I feel Sirinian was a well developed character and the way his mindset changes from beginning to end is very smooth, as opposed to him suddenly changing. I love the way you characterised Celebi (had me giggling, especially the part where she complained about Dialga). I also liked how you dealt with the culture clash, making it seem somewhat more realistic than Lorelei and Sirinian totally understanding each other at once.

I didn't notice anything wrong with it and really enjoyed it - the premise of the story is interesting and you executed it very well. No complaints here!
 

Cutlerine

Gone. May or may not return.
1,030
Posts
14
Years
Thank you, Daydream. Might I take this opportunity to tell you how much I enjoyed your piece, too? I was going to tell you in your own thread, but I'm afraid to say I couldn't muster the energy for a proper review. My commiserations for not placing higher; the competition was very fierce.

I quite liked Celebi, too. If I ever have need of her again in a story, you can rest assured she'll be coming back with the same personality.

Sirinian is probably, as Clarissa would have it, the world's most complicated simpleton; he's a sort of Neolithic Holden Caulfield, in that nobody understands him and he gets on my nerves. I'm glad I succeeded in making his character change natural; I'm aware that often that sort of thing can come across as contrived and sudden in short stories.

F.A.B. (Oh my God, I'm such a nerd and I really need to stop signing off like this.)
 

Spikey-Eared Pichu

Pichu-pi!
1,016
Posts
14
Years
Oh. My. God.

That was seriously one of the most amazing fanfictions I've ever read. I LOVED it! Oh, and kudos on the unique names of the tribes ;)

Your description of the Pokemon prior to Lorelei appearing was fantastic and I was searching like crazy for what Pokemon the Winter Wolf was before Lorelei came around xD

If you have any plans or inklings to continue this, PLEASE do! It's purely amazing!
 

Miz en Scène

Everybody's connected
1,645
Posts
15
Years
If anyone's wondering, I'm not reviewing the SWC entries based on their rankings --I have my own messed up priorities.

In any case, I have to say that I shouldn't be (considering your past exploits in the fiction arena), but I am, amazed at how you managed to write such a long story in the limited amount of time that we were allowed for the competition. It's a remarkable accomplishment for anyone and for that I commend you.

As for the piece itself, I can't really bring myself to do a complete breakdown because I want to do some other stuff tonight, but I can point out the bits that I liked, the bits that I really liked, the stuff that was amazing, and the stuff that made little sense, i.e the logical inconsistencies that I would find easy to chock up to a willing suspension of disbelief but won't because then I won't have much to say by way of critique. Anyway, I quite like stories that fill in the holes left by canon, especially the ones which weren't quite holes to begin with, and this was certainly no exception. The plot was amazingly well thought out because, usually, I'm not one for stories involving tribes and rituals, but this managed to stand out because of how you managed to make Sirinian's mind quite the modern one despite being raised among Neanderthals, a bit like an early Cro-Magnon. I guess it's because Sirinian didn't give off the kind of primal vibe that you usually associate with primeval stories like this. He was more the lost kid in the forest type who had a sense of sarcasm, something that I also love and find oddly out-of-place at the same time. Yeah, the slight sarcasm did add to his character, but, like Celebi, it felt slightly misplaced with the tone of the rest of the story. On that note, I did quite like Celebi and her references to the space-time continuum, even though it was awkward with everyone else being so serious.

Problems
a – In the forum thread, what does Cutlerine say Sirinian probably is, as Clarissa would have it?
b – Rewrite the stretch of the forum thread from "I quite liked" through "in short stories.", putting "Paleolithic" in place of "Neolithic".
c – Continue the forum thread from the point where it ends.
The items that come next are separate material, apart from the forum thread.

Rows
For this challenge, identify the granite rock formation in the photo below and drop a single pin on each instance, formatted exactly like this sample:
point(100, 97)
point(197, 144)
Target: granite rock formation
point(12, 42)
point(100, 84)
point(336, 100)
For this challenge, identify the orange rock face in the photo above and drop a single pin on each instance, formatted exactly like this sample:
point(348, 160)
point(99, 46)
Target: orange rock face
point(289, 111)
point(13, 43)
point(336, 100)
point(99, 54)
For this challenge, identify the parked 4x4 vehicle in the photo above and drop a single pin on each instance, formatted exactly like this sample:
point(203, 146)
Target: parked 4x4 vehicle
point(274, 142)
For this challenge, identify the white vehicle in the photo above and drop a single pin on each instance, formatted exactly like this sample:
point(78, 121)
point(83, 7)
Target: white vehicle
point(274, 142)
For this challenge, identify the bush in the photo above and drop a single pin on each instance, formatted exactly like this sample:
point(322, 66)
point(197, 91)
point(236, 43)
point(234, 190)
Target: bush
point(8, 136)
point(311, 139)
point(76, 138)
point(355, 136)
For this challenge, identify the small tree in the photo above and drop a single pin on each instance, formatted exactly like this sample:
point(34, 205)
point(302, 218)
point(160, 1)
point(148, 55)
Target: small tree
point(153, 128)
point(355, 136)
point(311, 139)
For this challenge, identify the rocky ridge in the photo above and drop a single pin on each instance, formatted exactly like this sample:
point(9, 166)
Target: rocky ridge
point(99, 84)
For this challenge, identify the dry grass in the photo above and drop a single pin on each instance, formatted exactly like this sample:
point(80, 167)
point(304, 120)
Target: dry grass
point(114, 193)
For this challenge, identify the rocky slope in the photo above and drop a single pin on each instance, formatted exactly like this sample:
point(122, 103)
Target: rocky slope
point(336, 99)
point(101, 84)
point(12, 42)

Exercise results
a – The world's most complicated simpleton.

b –
I quite liked Celebi, too. If I ever have need of her again in a story, you can rest assured she'll be coming back with the same personality.

Sirinian is probably, as Clarissa would have it, the world's most complicated simpleton; he's a sort of Paleolithic Holden Caulfield, in that nobody understands him and he gets on my nerves. I'm glad I succeeded in making his character change natural; I'm aware that often that sort of thing can come across as contrived and sudden in short stories.

c –
Besides that, gotta love how you chose to depict Lorelei as the big-sister type, though I her willingness to tamper with time does bother me to an extent. I mean, it wasn't that hard to figure out that training hadn't been invented yet, since she was transported to when it began and all, so I was kind of hoping for her to be the silent observer type who would interact with the boy but would be unwilling to help him before realising that she was the one who started all of it. But no. Instead, she took an active role in shaping the course of human history without any deliberation for mucking up the timelines. Of course, this does say something for her strong-willed character, but it does indicate that she's a bit foolhardy with regards to her journeying. Otherwise, she knew that history worked as a closed time loop or Celebi pretty much hand waved the 'do not interfere' policy. In any case, her active interference pretty much cemented the foolhardy thing in my mind, but it didn't change the fact that I enjoyed how you showed her teaching Sirinian immensely.

Finally, I'm a bit iffy about the whole 'revenge' bit. It doesn't seem that satisfying to be honest, and I believe the interaction between Sirinian and the chief could've been handled a bit more tactfully, not like it was rushed. The whole encounter had the potential to be a bit more dramatic in my opinion.

Regardless, it was a splendid story and I loved it to bits. You've managed to combine quality with length and I'm disappointed that you didn't place higher despite the effort that must've gone into this. Amazing.
 

Cutlerine

Gone. May or may not return.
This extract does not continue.